> List of tasks
1 – Name every tool that the blog post about gathering historical web data mentions for fetching web pages or posing as a web robot.
2 – From the blog post about gathering historical web data, print the section that opens with the words containing "GIDApp No. 2" and closes with "of sites usually.".
3 – Carry on the blog post about gathering historical web data, picking up after its last sentence.

> Text shown
— begin —

Thursday 23 February 2012

GIDApp No. 2

For my second Android™ project/application, which will remain unnamed for the moment, I will first need to gather some historical data from more than a couple of local (Malaysian) web sites. Some of this publicly available data go back as far as as 1985! It is insane to even contemplate fetching all this data by hand and so I had to come up with some kind of software to help me do that easily and quickly.

Previously, I would simply use PHP's fsockopen to quickly grab a web document or 2, or to masquerade as a browser, but this time fsockopen was simply not going to cut it. I needed something a lot easier to set up and one that could survive whatever robot traps there are on these kinds of sites usually.

Curl and Wget

When amateurs like me want to develop software that will masquerade as web robots or crawlers, the obvious choices are of course Wget and Curl. I have had limited experience with Wget, especially when setting up cron jobs on my web servers, but I have never had any with Curl. After quickly doing some research on both, I concluded the one more suited for my needs today is Curl.

— end —

> Information given
— begin —

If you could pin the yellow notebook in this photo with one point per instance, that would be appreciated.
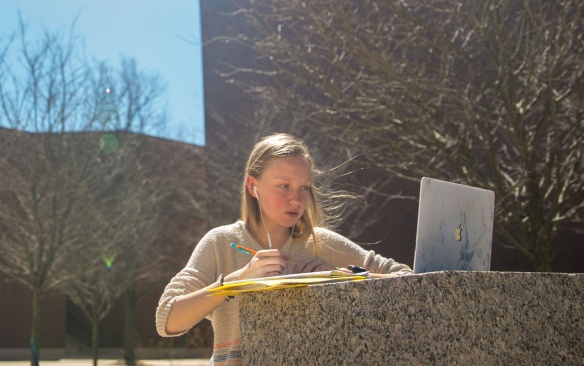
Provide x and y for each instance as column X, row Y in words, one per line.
column 285, row 281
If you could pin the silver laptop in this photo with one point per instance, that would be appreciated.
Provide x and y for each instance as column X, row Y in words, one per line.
column 455, row 227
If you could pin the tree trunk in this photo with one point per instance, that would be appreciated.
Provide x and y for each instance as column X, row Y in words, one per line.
column 95, row 339
column 35, row 333
column 129, row 327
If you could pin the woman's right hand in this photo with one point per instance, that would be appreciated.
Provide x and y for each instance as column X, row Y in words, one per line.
column 265, row 263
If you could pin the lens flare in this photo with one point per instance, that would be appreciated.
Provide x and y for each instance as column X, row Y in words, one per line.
column 108, row 259
column 109, row 143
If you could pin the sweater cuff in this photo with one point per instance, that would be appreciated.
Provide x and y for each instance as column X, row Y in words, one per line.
column 162, row 317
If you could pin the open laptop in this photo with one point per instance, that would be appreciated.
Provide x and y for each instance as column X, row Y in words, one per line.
column 455, row 227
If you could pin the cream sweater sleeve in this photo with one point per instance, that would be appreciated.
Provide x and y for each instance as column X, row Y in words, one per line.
column 197, row 274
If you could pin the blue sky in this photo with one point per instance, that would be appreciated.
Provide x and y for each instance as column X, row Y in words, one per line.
column 158, row 34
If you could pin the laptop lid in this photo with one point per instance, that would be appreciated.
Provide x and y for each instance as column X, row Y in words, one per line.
column 455, row 227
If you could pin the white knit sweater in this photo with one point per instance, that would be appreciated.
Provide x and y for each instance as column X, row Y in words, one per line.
column 214, row 256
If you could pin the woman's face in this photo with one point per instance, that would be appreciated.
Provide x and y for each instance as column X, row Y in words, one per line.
column 284, row 191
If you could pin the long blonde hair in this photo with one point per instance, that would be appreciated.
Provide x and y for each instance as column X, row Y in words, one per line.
column 268, row 148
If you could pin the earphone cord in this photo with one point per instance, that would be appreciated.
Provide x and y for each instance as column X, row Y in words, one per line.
column 263, row 222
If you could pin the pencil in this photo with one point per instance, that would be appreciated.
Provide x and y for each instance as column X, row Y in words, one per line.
column 243, row 249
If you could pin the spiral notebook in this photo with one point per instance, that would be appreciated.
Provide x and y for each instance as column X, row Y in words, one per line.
column 455, row 227
column 285, row 281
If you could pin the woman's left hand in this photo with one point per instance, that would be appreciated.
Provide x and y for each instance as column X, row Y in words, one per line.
column 311, row 264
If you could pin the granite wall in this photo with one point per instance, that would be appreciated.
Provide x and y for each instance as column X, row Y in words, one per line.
column 442, row 318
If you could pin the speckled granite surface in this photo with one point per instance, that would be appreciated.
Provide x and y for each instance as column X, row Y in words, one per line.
column 442, row 318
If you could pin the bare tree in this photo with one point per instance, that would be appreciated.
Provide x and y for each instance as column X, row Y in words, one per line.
column 482, row 93
column 75, row 198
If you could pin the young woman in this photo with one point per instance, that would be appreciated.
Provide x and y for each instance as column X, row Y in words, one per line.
column 281, row 219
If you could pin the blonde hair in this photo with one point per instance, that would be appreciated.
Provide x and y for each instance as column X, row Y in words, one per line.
column 269, row 148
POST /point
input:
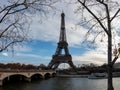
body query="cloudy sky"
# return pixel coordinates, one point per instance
(46, 35)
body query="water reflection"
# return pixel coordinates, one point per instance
(63, 84)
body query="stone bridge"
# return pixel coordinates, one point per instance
(27, 74)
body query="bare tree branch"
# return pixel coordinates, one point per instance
(115, 14)
(94, 17)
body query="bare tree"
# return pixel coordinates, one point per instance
(15, 19)
(99, 16)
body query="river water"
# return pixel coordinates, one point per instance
(63, 84)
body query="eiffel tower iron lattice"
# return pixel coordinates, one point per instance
(59, 57)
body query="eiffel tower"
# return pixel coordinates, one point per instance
(59, 57)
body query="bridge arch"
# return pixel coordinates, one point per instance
(47, 75)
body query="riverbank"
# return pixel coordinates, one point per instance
(72, 76)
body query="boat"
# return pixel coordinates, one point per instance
(97, 76)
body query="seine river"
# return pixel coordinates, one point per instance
(63, 84)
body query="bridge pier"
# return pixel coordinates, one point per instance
(28, 79)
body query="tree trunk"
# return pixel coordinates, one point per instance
(110, 83)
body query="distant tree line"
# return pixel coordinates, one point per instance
(19, 66)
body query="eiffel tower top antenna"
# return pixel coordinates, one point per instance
(62, 31)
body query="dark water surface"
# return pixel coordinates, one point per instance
(63, 84)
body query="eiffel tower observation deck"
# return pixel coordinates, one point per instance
(62, 46)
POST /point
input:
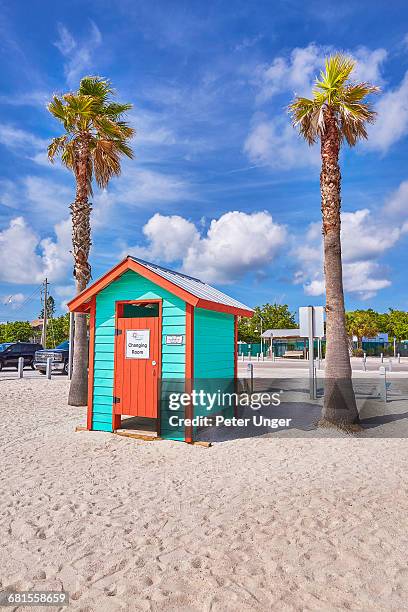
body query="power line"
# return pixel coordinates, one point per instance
(23, 304)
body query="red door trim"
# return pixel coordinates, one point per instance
(189, 369)
(91, 362)
(235, 347)
(116, 418)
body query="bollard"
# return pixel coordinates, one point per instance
(48, 369)
(251, 373)
(20, 368)
(383, 383)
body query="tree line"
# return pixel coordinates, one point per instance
(22, 331)
(360, 323)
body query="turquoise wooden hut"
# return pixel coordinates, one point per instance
(154, 331)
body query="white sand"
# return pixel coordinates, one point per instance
(256, 524)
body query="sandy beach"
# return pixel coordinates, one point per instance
(265, 523)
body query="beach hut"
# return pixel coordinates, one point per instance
(154, 331)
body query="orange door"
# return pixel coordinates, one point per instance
(137, 367)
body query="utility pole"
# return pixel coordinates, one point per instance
(45, 304)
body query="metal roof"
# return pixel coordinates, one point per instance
(282, 333)
(193, 285)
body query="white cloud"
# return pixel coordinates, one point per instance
(397, 204)
(151, 129)
(138, 187)
(296, 73)
(364, 241)
(276, 144)
(364, 238)
(234, 244)
(28, 258)
(79, 55)
(169, 238)
(12, 301)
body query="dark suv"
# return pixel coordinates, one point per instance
(59, 357)
(11, 351)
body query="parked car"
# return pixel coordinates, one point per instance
(59, 357)
(11, 351)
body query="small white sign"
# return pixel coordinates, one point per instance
(175, 339)
(318, 321)
(137, 343)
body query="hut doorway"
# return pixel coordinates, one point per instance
(137, 359)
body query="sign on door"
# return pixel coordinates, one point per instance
(137, 344)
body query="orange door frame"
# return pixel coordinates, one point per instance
(116, 418)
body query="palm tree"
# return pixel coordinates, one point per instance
(337, 112)
(95, 139)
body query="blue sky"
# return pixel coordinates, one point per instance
(221, 186)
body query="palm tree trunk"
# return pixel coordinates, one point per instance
(339, 408)
(81, 243)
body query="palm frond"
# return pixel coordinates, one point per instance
(56, 147)
(337, 70)
(92, 119)
(115, 110)
(346, 101)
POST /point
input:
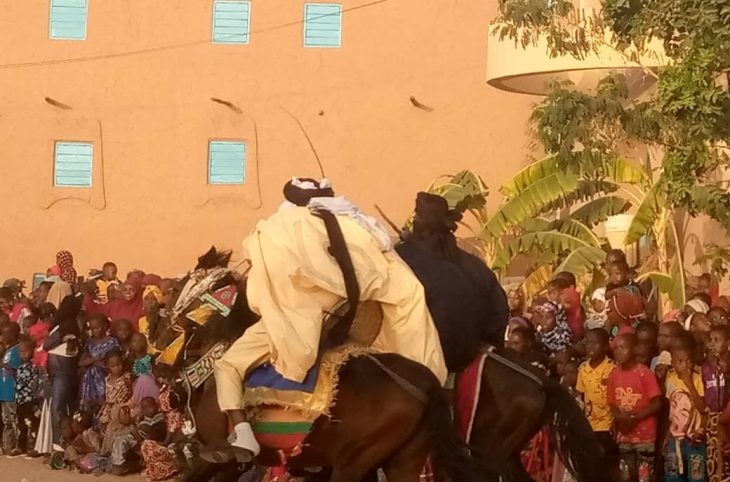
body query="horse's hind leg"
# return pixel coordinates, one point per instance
(516, 472)
(407, 464)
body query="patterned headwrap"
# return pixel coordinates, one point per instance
(627, 305)
(698, 306)
(559, 337)
(65, 262)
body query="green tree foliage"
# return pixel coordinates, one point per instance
(685, 120)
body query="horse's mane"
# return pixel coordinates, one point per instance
(241, 317)
(214, 259)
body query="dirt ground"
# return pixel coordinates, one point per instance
(22, 470)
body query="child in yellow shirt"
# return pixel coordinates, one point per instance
(108, 283)
(593, 384)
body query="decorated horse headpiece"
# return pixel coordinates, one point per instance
(199, 289)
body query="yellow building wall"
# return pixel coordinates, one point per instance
(140, 88)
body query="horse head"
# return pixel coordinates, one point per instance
(208, 305)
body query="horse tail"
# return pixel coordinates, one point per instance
(450, 456)
(575, 441)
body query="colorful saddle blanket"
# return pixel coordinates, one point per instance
(467, 396)
(314, 397)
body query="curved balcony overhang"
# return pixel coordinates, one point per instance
(531, 70)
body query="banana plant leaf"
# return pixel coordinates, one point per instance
(576, 229)
(617, 170)
(646, 215)
(586, 190)
(715, 202)
(536, 281)
(583, 260)
(599, 210)
(465, 189)
(672, 284)
(527, 176)
(528, 203)
(553, 241)
(625, 172)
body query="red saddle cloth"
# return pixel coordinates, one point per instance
(468, 385)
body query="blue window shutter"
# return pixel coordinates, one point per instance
(231, 22)
(322, 25)
(73, 164)
(68, 19)
(226, 162)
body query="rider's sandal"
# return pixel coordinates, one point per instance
(224, 455)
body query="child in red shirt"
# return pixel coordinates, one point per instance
(635, 398)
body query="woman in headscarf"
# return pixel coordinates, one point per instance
(570, 300)
(552, 325)
(59, 290)
(62, 346)
(623, 310)
(65, 262)
(129, 306)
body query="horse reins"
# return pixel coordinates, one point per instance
(338, 250)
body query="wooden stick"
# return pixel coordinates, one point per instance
(387, 220)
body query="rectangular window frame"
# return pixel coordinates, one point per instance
(244, 178)
(51, 21)
(307, 6)
(213, 20)
(56, 184)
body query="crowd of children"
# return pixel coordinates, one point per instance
(81, 393)
(653, 390)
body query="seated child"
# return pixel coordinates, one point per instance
(619, 279)
(39, 333)
(522, 341)
(552, 326)
(123, 441)
(646, 337)
(27, 399)
(592, 383)
(118, 396)
(635, 398)
(123, 330)
(623, 312)
(83, 451)
(597, 313)
(716, 399)
(108, 284)
(145, 384)
(718, 316)
(685, 450)
(158, 461)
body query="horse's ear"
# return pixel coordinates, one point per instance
(224, 258)
(208, 260)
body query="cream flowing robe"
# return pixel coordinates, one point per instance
(293, 281)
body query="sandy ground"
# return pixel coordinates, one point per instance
(22, 470)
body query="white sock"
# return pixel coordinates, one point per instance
(245, 438)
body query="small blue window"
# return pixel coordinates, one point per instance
(230, 22)
(322, 25)
(226, 162)
(73, 164)
(68, 19)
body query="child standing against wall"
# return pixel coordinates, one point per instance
(685, 451)
(635, 398)
(10, 363)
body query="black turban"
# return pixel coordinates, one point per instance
(301, 196)
(433, 213)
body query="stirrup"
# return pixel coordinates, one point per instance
(226, 454)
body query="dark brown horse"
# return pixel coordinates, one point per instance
(390, 412)
(381, 424)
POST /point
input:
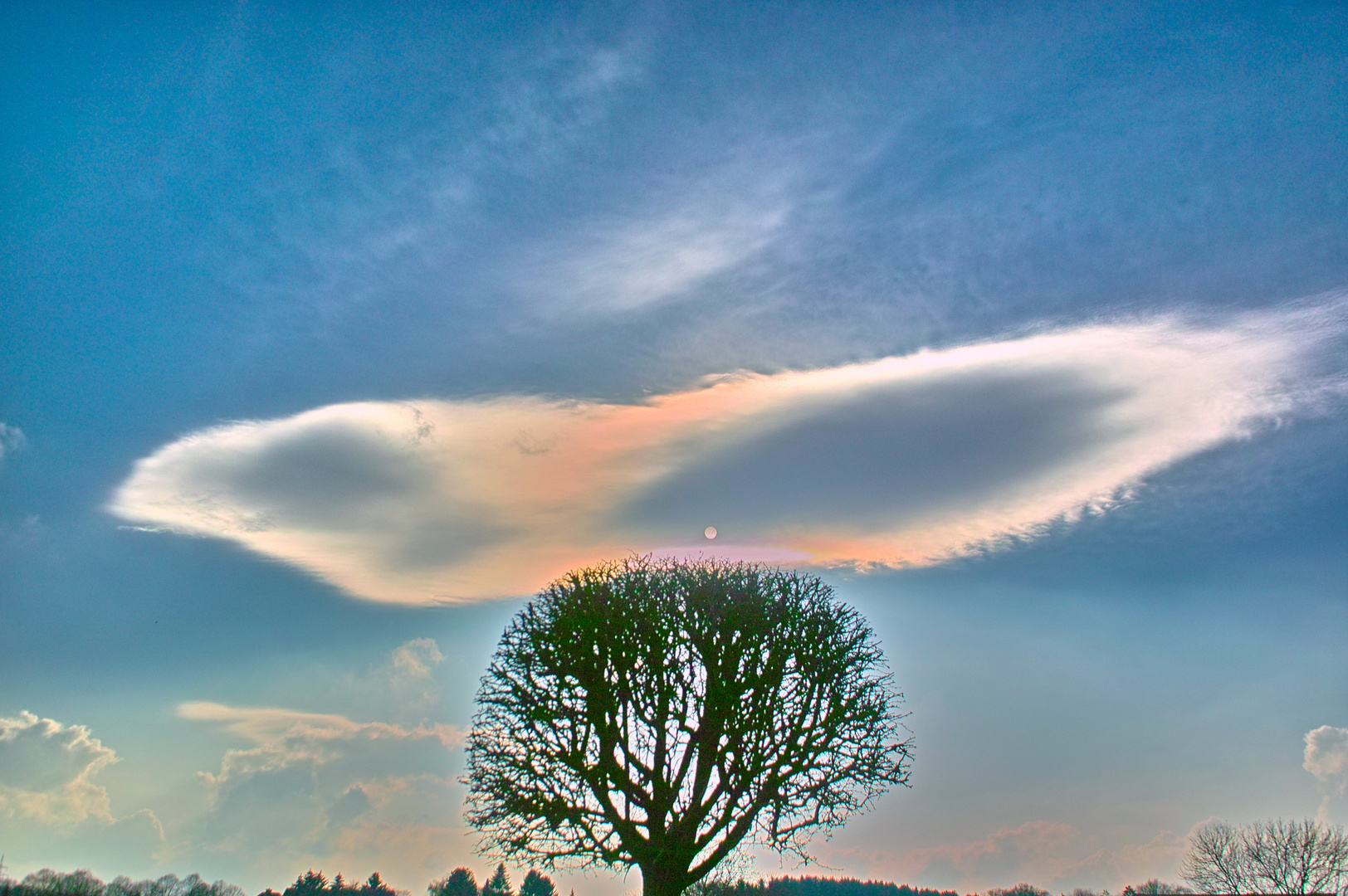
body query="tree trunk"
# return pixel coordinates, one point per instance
(662, 881)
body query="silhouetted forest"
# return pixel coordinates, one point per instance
(817, 887)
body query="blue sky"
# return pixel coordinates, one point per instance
(330, 334)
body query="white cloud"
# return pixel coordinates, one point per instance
(1326, 755)
(905, 460)
(328, 790)
(628, 263)
(416, 659)
(11, 440)
(47, 771)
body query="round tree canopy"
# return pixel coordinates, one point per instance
(657, 713)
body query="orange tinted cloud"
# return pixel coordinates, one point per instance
(903, 460)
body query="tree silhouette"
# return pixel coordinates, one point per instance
(499, 883)
(308, 884)
(458, 883)
(1267, 857)
(657, 713)
(376, 887)
(537, 884)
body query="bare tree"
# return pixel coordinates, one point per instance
(659, 713)
(1267, 857)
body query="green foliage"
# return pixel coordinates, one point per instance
(1019, 889)
(313, 884)
(499, 883)
(537, 884)
(458, 883)
(81, 883)
(308, 884)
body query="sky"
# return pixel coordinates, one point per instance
(330, 333)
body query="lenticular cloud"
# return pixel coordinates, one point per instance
(898, 461)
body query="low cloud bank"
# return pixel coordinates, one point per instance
(898, 461)
(328, 790)
(1047, 853)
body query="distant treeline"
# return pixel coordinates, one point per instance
(817, 887)
(49, 883)
(460, 883)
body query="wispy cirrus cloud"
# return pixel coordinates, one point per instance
(898, 461)
(632, 261)
(11, 440)
(325, 788)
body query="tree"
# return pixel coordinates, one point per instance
(537, 884)
(657, 713)
(499, 883)
(458, 883)
(376, 887)
(1019, 889)
(1155, 887)
(1267, 857)
(308, 884)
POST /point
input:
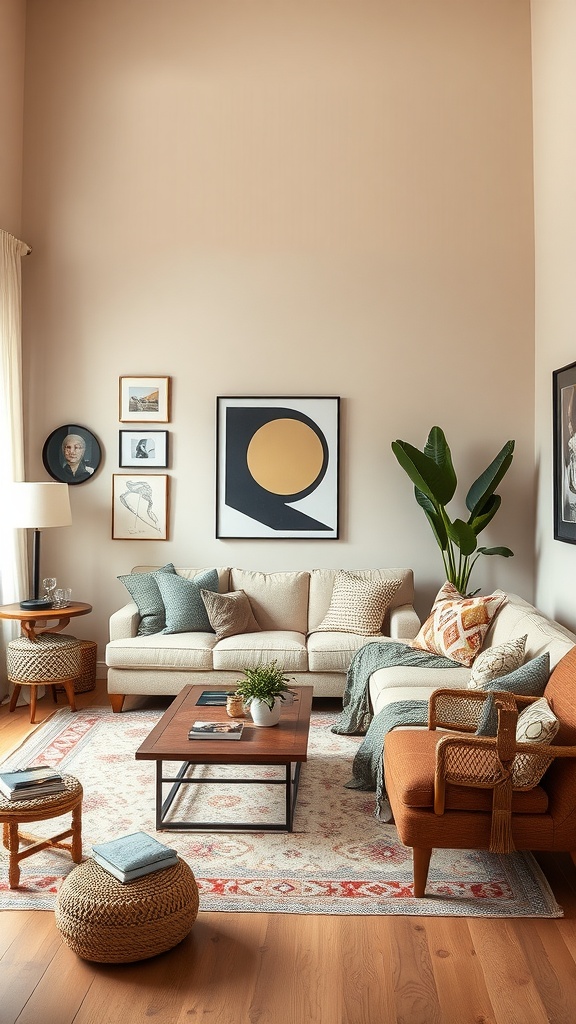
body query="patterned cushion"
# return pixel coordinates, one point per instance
(496, 662)
(144, 590)
(456, 626)
(186, 611)
(230, 613)
(528, 681)
(358, 604)
(537, 724)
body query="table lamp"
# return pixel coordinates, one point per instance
(38, 506)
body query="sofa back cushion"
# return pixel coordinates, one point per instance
(322, 585)
(518, 617)
(280, 600)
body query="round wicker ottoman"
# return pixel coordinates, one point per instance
(15, 812)
(116, 923)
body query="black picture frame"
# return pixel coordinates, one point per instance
(142, 449)
(564, 403)
(278, 467)
(53, 457)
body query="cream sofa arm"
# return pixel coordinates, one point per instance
(405, 624)
(124, 623)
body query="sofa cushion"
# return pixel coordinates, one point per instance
(279, 600)
(162, 652)
(144, 589)
(247, 649)
(230, 613)
(358, 604)
(498, 660)
(528, 681)
(334, 651)
(184, 609)
(457, 626)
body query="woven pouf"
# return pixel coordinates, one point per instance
(49, 659)
(116, 923)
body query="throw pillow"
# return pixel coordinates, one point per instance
(496, 662)
(144, 589)
(537, 724)
(528, 681)
(358, 604)
(186, 611)
(230, 613)
(456, 626)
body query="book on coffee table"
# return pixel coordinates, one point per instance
(216, 730)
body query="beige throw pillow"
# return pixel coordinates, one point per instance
(457, 626)
(230, 613)
(358, 604)
(495, 662)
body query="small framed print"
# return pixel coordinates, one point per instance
(144, 449)
(139, 507)
(145, 399)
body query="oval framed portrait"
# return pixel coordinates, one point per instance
(72, 454)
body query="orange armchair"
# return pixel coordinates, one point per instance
(458, 791)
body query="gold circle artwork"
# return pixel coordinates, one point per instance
(285, 456)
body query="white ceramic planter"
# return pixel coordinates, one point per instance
(262, 716)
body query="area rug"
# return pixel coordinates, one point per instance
(338, 860)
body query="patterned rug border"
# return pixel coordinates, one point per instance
(275, 891)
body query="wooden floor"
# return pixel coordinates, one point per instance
(275, 969)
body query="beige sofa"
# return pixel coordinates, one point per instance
(516, 619)
(288, 606)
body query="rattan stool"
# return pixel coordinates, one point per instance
(49, 659)
(14, 812)
(116, 923)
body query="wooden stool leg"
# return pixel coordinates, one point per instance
(77, 834)
(33, 695)
(69, 687)
(14, 696)
(13, 843)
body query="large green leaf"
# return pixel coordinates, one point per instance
(435, 518)
(485, 514)
(489, 480)
(433, 479)
(462, 536)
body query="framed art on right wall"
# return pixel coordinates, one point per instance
(564, 399)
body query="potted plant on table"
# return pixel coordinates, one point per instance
(262, 689)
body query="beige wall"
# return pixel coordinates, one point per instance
(288, 198)
(12, 34)
(553, 25)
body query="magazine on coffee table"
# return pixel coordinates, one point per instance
(216, 730)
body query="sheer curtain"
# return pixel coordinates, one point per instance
(13, 558)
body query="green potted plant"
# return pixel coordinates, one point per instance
(435, 482)
(262, 689)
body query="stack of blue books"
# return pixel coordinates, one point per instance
(133, 856)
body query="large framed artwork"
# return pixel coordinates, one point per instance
(278, 467)
(139, 507)
(72, 454)
(145, 399)
(564, 399)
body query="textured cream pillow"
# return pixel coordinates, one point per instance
(537, 723)
(230, 613)
(358, 604)
(495, 662)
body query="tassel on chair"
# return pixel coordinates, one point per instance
(501, 834)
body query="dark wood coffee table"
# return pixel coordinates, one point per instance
(285, 743)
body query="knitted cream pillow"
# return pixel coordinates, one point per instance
(358, 604)
(495, 662)
(456, 626)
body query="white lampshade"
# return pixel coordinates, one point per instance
(37, 506)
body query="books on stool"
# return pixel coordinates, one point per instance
(30, 783)
(133, 856)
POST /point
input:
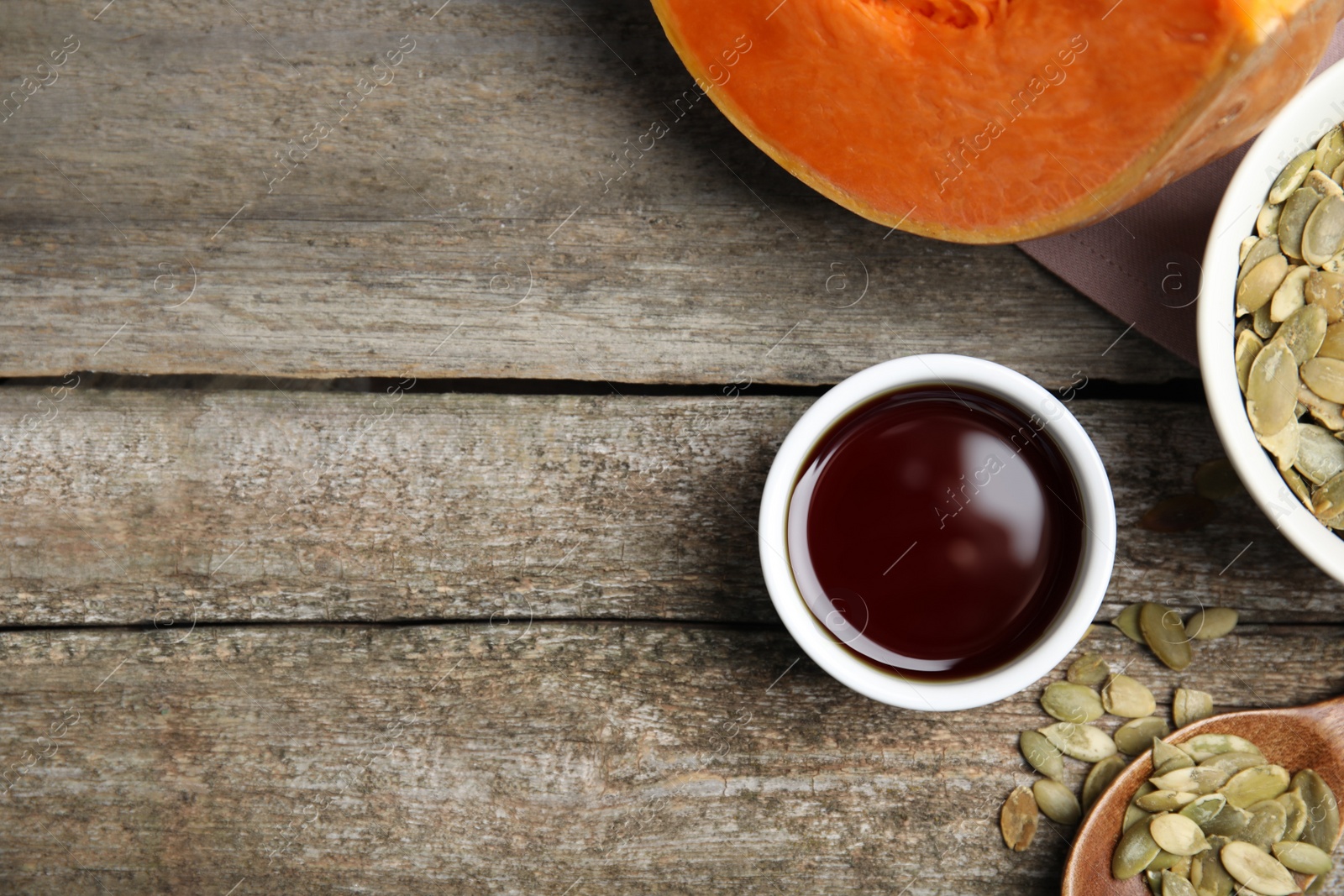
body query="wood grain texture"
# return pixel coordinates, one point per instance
(476, 190)
(128, 506)
(606, 758)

— end —

> Response list
1 –
- PHP's fsockopen
- Wget
- Curl

2 –
GIDApp No. 2

For my second Android™ project/application, which will remain unnamed for the moment, I will first need to gather some historical data from more than a couple of local (Malaysian) web sites. Some of this publicly available data go back as far as as 1985! It is insane to even contemplate fetching all this data by hand and so I had to come up with some kind of software to help me do that easily and quickly.

Previously, I would simply use PHP's fsockopen to quickly grab a web document or 2, or to masquerade as a browser, but this time fsockopen was simply not going to cut it. I needed something a lot easier to set up and one that could survive whatever robot traps there are on these kinds of sites usually.

3 –
It took me nearly 3 weeks, but today I have completed my "web robot" that successfully crawls all the necessary web sites, grabs any document I want, extracts just the information I need and puts it all, very nicely, into a MySQL database!

My custom web crawler, powered by PHP and Curl, is able to connect to a web site, manage cookies, send referrer data, request compressed web pages, navigate itself around a web site to get to the best parts, fetch the document containing the data I want, parse it, just extract the data I need, verify that it is correct, and save it all to the database! And it does this all at the rate of 1.5 minutes for one month's worth of data from one web site.

Considering that I have over 20 years of data to fetch, and that too from more than one web site, it is not bad at all, if you ask me! :)

At this rate, GIDApp No. 2 should be ready in 3 months. :)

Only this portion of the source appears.